WHAT THIS TASK INVOLVES » Continue the text on shipyard work and safety, starting after its final sentence, without drawing on the items that follow it.

:: ARTICLE

Work in the shipyard – safety yesterday and today
The key themes of this hall are the work and development of the technologies applied to the construction of a ship, with an eye to safety and asbestos issues, through a description of the working conditions of the past and the present.The room is also used for in-depth educational activities thanks to a large touch screen and interactive multimedia content. Called for this reason “didactic island”, the station allows access to content and historical evidence to groups and schoolchildren. Designed to be constantly updated with new issues, it allows access to topics of great importance and complexity (such as safety and risks of the past related to asbestos) even to a young audience.
In the past
In the past, hull parts were assembled on the slipways. The ship was built deck by deck by loading metal sheets or small prefabricated parts. Having to work on a sloping surface made it all the more difficult.

::::
:: SUPPLIED DATA

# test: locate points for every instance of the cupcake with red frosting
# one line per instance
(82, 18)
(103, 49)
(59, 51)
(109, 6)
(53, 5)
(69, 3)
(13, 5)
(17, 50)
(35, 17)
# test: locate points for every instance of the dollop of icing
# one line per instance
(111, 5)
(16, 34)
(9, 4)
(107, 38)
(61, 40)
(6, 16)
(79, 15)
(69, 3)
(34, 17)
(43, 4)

::::

RESULT OF THE EXERCISE »
In the past, the mould loft had a key role in the ship building process. Before the advent of information technology and laser cutting machines, this is where every part of the ship took shape, starting with a hand drawing and the ability of highly skilled staff.
The Monfalcone shipyard pioneered the use of welding in the shipbuilding industry; built for the Italian Royal Navy between 1933 and 1934, the small motor tanker Sesia was the first fully welded ship in Italy.
The prevention of accidents at work played a major role in the history of the shipyard and led to constant dialogue between the company and unions, with the purpose to improve the safety of workers in the yard. Over more than a hundred years, many steps have been taken to improve the safety of workers, from the use of personal protective equipment to monitoring the healthiness of the site. Because shipyard workers often work at heights, accidents due to falls have always been the main cause of the most serious – and in some cases deadly – injuries. However, even the smallest distraction can lead to serious consequences, which is why it is crucial to build a culture of safety and make all workers more aware.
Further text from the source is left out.